### TEXTO CITADO

Perante a realidade educacional visível, em baixa, não entendo as expectativas, em alta, que surgiram na imprensa (confederações de associações de pais, associações de directores e ensino privado) quanto ao que se pode esperar do novo ministro da Educação. Como se o futuro expectável não fosse a continuidade do que fez nos últimos seis anos. Com efeito, João Costa é agora ministro de jure. Mas foi ele, de facto, que governou o ministério nos últimos seis anos. É realista esperar que faça agora o que não fez antes? É realista esperar que altere agora, como seria necessário, a organização pedagógica e curricular que moldou nos últimos seis anos? É realista esperar que neutralize agora, como seria necessário, os lobbies que criou e protegeu nos últimos seis anos?
A análise do discurso de João Costa, assente na retórica provinciana do “aluno do século XXI”, do “trabalho de projecto”, da “flexibilidade pedagógica”, do “trabalho em rede” e dos “nados digitais”, expõe uma mistura de lemas gastos com teorias pedagógicas que foram abandonadas porque falharam, depois de terem lançado a confusão no sistema de ensino.
Quando se junta hoje a melodia das “aprendizagens essenciais” ao estribilho da “flexibilidade pedagógica”, vemos o que a música de João Costa deu: um desconcerto nacional, particularmente para os que já chegam à Escola marcados pela sorte madrasta de terem nascido em meios desfavorecidos. Porque a inovação pedagógica do aprender menos não remove o insucesso. Mascara-o. Porque os experimentalismos assentes no abaixamento da fasquia não puxam pelos que ficam para trás. Afundam-nos. Porque o escrutínio sério das políticas educativas de João Costa, que só um pensamento crítico livre de contaminações ideológicas permite, demonstra-o.

### CONTEÚDO DOS DADOS
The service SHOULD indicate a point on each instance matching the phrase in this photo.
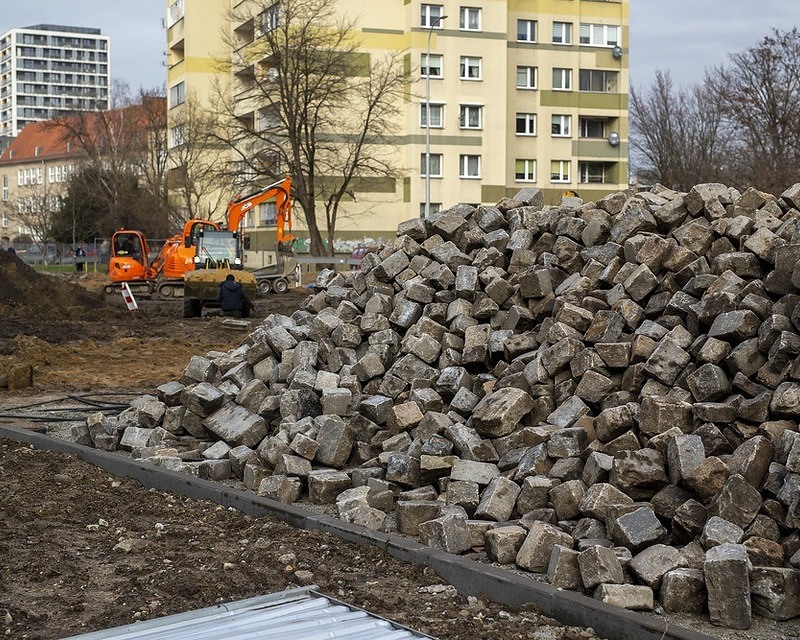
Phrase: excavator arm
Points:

### AS SUAS TAREFAS
**1)** Responda, com base no texto citado, a estas perguntas:
(a) Durante quantos anos governou João Costa, de facto, o ministério?
(b) A que "estribilho" se junta hoje a melodia das "aprendizagens essenciais"?
(c) Que faz a inovação pedagógica do aprender menos ao insucesso?
**2)** Resuma o texto citado em duas frases.
**3)** Dê seguimento ao texto sobre o ministro João Costa, a partir da última frase.
Não é preciso recorrer aos dados.

### RESPOSTAS
**1)**
(a) Durante seis anos.
(b) Ao da "flexibilidade pedagógica".
(c) Não o remove: mascara-o.

**2)** O autor não entende as expectativas elevadas quanto ao novo ministro da Educação, João Costa, pois foi ele quem governou de facto o ministério nos últimos seis anos. Considera que o seu discurso mistura lemas gastos com teorias pedagógicas que falharam e que a sua política, assente no abaixamento da fasquia, mascara o insucesso e afunda os que ficam para trás, num desconcerto nacional que atinge sobretudo os alunos de meios desfavorecidos.

**3)**
Das celebrações fátuas de João Costa sobressai um excelente diploma sobre educação inclusiva. O que o atrapalha é a realidade: as escolas que temos, os meios que não temos e os alunos que existem com necessidades educativas especiais severas. Ter todos dentro da mesma escola é um excelente princípio, que nenhum civilizado contesta. Mas não o concretizamos fingindo que determinados alunos podem dar respostas que sabemos que nunca poderão dar, pedindo do mesmo passo aos restantes que fiquem parados. É isto que João Costa tem promovido: uma exclusão dupla, mais gravosa ainda para os que nasceram diferentes.
João Costa passou seis anos, laboriosamente, a desregular todo o mecanismo de avaliação do desempenho do sistema de ensino (anulando a comparabilidade dos dados recolhidos ao longo dos tempos), a desconstruir a estrutura curricular e a produzir normativos e formação em torrentes sobre o que deve ser feito no âmbito da autonomia das escolas, promovendo, assim, o mais hipócrita homicídio, à nascença, dessa mesma autonomia. As fotos que o representam vestido de escuteiro e uns números giros de filosofia Ubuntu e avaliação MAIA dão-lhe a credibilidade com que uma parte da comunidade se contenta. Deus abençoe esses sacristas.
Em penúltima instância, a culpa da situação a que chegámos é de uma oposição política castrada. Em última, é de quem percebe o desatino e se resigna. Afinal, é graças a essa resignação e à cumplicidade ululante dos sacristas do momento que continuaremos a ser esmagados e enxovalhados. A Educação está tão desgraçada que dificilmente alguém a poderá desgraçar ainda mais. António Costa inspirou-se em Tiririca: pior não fica.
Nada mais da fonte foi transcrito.